» How to complete this task
Output a verbatim copy of the data, cut off after the line that contains "like (466, 5).".

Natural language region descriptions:
=== Begin Enclosure ===

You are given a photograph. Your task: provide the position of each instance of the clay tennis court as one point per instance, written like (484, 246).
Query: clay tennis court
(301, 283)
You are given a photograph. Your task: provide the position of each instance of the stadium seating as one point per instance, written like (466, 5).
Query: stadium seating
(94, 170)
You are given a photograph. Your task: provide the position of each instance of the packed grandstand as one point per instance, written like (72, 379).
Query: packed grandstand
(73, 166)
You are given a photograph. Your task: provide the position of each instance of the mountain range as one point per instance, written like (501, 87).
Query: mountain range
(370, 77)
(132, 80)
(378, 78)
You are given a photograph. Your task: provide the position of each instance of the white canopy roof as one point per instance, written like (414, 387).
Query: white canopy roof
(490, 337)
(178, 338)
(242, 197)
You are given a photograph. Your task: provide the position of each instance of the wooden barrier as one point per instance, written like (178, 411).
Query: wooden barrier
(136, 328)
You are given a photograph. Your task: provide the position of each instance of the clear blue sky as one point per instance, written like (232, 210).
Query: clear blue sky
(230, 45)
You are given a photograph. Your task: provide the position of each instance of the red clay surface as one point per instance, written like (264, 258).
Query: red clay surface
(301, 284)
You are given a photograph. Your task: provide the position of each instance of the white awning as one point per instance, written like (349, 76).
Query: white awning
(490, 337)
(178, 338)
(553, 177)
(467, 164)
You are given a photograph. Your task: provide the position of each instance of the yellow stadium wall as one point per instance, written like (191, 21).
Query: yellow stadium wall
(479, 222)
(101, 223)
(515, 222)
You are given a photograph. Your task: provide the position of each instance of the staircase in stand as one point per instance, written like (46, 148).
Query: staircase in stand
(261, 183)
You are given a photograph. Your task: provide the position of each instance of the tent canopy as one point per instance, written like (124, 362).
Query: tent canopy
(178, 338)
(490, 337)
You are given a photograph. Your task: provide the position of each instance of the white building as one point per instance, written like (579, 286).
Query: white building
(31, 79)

=== End Enclosure ===

» Answer to this task
You are given a photograph. Your task: provide the position of each instance of the clay tennis court as one point per instance, written like (484, 246).
Query: clay tennis court
(301, 283)
You are given a photograph. Your task: provide the position of each instance of the stadium seating as one point per instance, written like (466, 5).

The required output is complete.